Quoted passage:
.....

Your project should have a clear goal

2. Set Goals

Your project should have a clear goal. It would be best to determine what you are looking for to identify the gaps between your employees. To do that, you must think out of the box. For instance, you might need to change the project or strategies to get the desired results. 

 3. Identify and measure current skills

Some employers believe they should fill the skill gaps by hiring new employees, and others believe the skill gaps are just because of too many employee expectations. But if you are wondering what your case is, you can answer the below questions from yourself.

What skills do we appreciate as a company?

What skills do the workforce require to do their jobs in the present and future?

Think about your organization’s job description, business goals, and company values. Consider the new skills your company may need soon. You can also evaluate team members to find out what skills they think they are missing.

The data that your receive from this evaluation is very crucial. On the other hand, when you involve your employees, they feel they are participating in the company’s development. 

To evaluate skill levels, you can use the following:

  • Surveys and evaluations.
  • Interviews with employees.
  • Feedback from performance reviews.
  • Using skills management software, like Skills DB Pro and TrackStar

4. Research future work skills

It would be best if you did more than visualize your company’s potential in the future. You have to understand where your company is heading, and to do that:

  • Consider how automation can change jobs.
  • Identify what future goals and skills might be.

.....

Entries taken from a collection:
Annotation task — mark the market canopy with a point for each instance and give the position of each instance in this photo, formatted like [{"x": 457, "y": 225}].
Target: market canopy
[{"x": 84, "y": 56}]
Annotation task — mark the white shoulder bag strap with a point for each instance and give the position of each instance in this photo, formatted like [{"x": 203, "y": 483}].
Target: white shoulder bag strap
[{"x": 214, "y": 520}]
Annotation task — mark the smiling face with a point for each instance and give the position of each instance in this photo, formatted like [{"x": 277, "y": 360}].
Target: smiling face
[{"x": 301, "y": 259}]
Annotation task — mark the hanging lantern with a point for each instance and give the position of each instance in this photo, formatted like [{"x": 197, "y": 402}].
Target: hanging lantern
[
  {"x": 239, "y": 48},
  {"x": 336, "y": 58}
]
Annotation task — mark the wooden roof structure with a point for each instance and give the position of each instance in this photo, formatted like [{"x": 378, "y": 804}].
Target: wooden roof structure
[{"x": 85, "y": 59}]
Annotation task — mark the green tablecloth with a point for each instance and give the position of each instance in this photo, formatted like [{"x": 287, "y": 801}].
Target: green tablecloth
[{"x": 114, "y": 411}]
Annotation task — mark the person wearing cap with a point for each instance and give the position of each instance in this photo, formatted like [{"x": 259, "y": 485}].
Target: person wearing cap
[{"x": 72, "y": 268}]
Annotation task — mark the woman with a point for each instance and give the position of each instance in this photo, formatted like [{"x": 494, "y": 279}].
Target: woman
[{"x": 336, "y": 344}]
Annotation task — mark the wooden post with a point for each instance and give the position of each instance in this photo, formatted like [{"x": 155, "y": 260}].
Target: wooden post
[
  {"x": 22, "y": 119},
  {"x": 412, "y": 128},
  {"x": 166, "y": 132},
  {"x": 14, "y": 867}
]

.....

Work request: Set down the whole skill-gap passage above, word for word and line for line.

Response for this exercise:
Your project should have a clear goal

2. Set Goals

Your project should have a clear goal. It would be best to determine what you are looking for to identify the gaps between your employees. To do that, you must think out of the box. For instance, you might need to change the project or strategies to get the desired results. 

 3. Identify and measure current skills

Some employers believe they should fill the skill gaps by hiring new employees, and others believe the skill gaps are just because of too many employee expectations. But if you are wondering what your case is, you can answer the below questions from yourself.

What skills do we appreciate as a company?

What skills do the workforce require to do their jobs in the present and future?

Think about your organization’s job description, business goals, and company values. Consider the new skills your company may need soon. You can also evaluate team members to find out what skills they think they are missing.

The data that your receive from this evaluation is very crucial. On the other hand, when you involve your employees, they feel they are participating in the company’s development. 

To evaluate skill levels, you can use the following:

  • Surveys and evaluations.
  • Interviews with employees.
  • Feedback from performance reviews.
  • Using skills management software, like Skills DB Pro and TrackStar

4. Research future work skills

It would be best if you did more than visualize your company’s potential in the future. You have to understand where your company is heading, and to do that:

  • Consider how automation can change jobs.
  • Identify what future goals and skills might be.